• **Instructions to follow**: Extract every record, keeping each one exactly as it is.

• **Stored records**:
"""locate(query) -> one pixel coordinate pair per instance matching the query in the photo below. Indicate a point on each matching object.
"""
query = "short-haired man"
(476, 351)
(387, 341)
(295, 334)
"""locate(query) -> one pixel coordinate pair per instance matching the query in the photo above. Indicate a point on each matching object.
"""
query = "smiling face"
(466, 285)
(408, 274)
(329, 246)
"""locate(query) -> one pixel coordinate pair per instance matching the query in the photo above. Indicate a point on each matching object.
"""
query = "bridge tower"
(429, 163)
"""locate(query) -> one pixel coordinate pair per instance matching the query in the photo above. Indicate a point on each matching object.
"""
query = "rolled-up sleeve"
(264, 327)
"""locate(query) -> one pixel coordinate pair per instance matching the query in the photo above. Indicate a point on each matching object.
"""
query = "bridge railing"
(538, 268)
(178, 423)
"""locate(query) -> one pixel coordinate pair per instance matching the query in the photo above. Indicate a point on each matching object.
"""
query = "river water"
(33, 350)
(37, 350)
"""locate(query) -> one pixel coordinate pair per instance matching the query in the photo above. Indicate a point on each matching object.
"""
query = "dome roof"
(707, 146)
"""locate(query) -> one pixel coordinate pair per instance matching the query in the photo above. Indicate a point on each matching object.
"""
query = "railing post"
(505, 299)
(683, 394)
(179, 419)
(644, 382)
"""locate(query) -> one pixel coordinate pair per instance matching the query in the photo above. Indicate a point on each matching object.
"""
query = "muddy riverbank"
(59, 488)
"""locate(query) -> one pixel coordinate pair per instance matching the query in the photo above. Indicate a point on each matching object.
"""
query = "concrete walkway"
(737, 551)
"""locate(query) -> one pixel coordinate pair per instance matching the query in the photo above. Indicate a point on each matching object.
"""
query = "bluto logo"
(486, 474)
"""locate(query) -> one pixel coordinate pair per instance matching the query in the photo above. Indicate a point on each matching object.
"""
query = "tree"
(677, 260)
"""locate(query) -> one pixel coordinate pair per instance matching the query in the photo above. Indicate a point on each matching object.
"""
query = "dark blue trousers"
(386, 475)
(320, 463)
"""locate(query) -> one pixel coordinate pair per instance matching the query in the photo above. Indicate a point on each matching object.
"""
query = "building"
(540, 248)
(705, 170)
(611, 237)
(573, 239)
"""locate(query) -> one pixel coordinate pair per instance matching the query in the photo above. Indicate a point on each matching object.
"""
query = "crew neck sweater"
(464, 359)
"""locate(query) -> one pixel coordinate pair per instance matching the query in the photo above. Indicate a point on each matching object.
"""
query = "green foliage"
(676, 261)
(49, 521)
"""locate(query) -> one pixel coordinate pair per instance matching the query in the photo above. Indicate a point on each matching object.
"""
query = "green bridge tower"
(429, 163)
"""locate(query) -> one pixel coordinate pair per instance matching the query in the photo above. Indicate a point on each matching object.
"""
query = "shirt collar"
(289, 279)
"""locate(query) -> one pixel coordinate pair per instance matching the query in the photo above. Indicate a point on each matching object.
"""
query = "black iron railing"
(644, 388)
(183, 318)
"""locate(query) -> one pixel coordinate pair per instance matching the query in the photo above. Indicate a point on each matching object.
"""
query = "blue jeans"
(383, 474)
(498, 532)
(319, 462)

• **Written solution**:
"""locate(query) -> one pixel coordinate pair per instance matching the query in the photo below. Indicate a point on each matching object.
"""
query = "short-haired man"
(476, 351)
(387, 341)
(295, 334)
"""locate(query) -> one pixel coordinate pair per instance matching the query in the photo above. Indicate a point on each matching object.
"""
query = "smiling face"
(466, 285)
(408, 274)
(329, 246)
"""locate(query) -> one pixel coordinate pair per instance matching the query in the photo above. Indicate a point on each matching object.
"""
query = "bridge tower"
(429, 163)
"""locate(query) -> one pixel coordinate pair per instance matching the query in the photo above. Indicate a point on each matching object.
"""
query = "rolled-up sleeve"
(264, 327)
"""locate(query) -> one pixel coordinate pair per instance matching the query in the photo above. Indicate a point on each matching object.
"""
query = "bridge railing"
(538, 268)
(178, 423)
"""locate(query) -> one pixel coordinate pair per instance matching the query in the photo above. Indicate a point on each matching object.
"""
query = "river water"
(33, 350)
(37, 350)
"""locate(query) -> one pixel coordinate pair per instance matching the query in the photo above. Indicate a point on each matching object.
"""
query = "dome roof"
(707, 146)
"""locate(query) -> one pixel coordinate pair per instance matching the query in the photo above. Indicate a point on each matching object.
"""
query = "railing post"
(505, 299)
(683, 394)
(179, 419)
(644, 382)
"""locate(query) -> one pixel coordinate pair per instance matching the query in the photo above. Indicate a point on each matching object.
"""
query = "muddy riverbank"
(59, 488)
"""locate(query) -> one pixel coordinate pair per instance matching the query in the photo above. Indicate a point on each matching object.
"""
query = "concrete walkway"
(737, 551)
"""locate(query) -> one pixel coordinate pair per instance matching the query in the photo above. Indicate a point on each matching object.
"""
query = "bluto logo"
(486, 474)
"""locate(query) -> one pixel coordinate pair per instance matching the query in the photo above. Indicate a point on each matching object.
"""
query = "tree"
(677, 260)
"""locate(query) -> one pixel coordinate pair per instance matching the query in the photo above. Indicate a point on each matching object.
"""
query = "dark blue trousers"
(386, 475)
(320, 463)
"""locate(query) -> one pixel coordinate pair per instance matching the query in the photo above. Indicate a point on each matching object.
"""
query = "building"
(540, 248)
(705, 170)
(611, 237)
(573, 239)
"""locate(query) -> one pixel coordinate pair per instance matching the query in the photo above. Indicate a point on each matching object.
"""
query = "crew neck sweater"
(464, 359)
"""locate(query) -> one pixel coordinate pair per instance matching the query in the photo above. Indicate a point on each matching object.
"""
query = "green foliage"
(676, 261)
(49, 521)
"""locate(query) -> one pixel coordinate pair per instance matching the query in the photo above. Indicate a point on each matching object.
"""
query = "green bridge tower"
(429, 163)
"""locate(query) -> one pixel coordinate pair per instance matching the query in the photo above. Indicate a point on each matching object.
"""
query = "shirt collar"
(289, 279)
"""locate(query) -> one pixel coordinate pair per instance matching the query in the photo above. Indicate a point on each matching object.
"""
query = "black iron railing"
(644, 388)
(183, 318)
"""locate(query) -> one pixel coordinate pair per instance matching the query in the photo above. Indicate a point on each matching object.
"""
query = "blue jeans"
(383, 474)
(498, 532)
(319, 462)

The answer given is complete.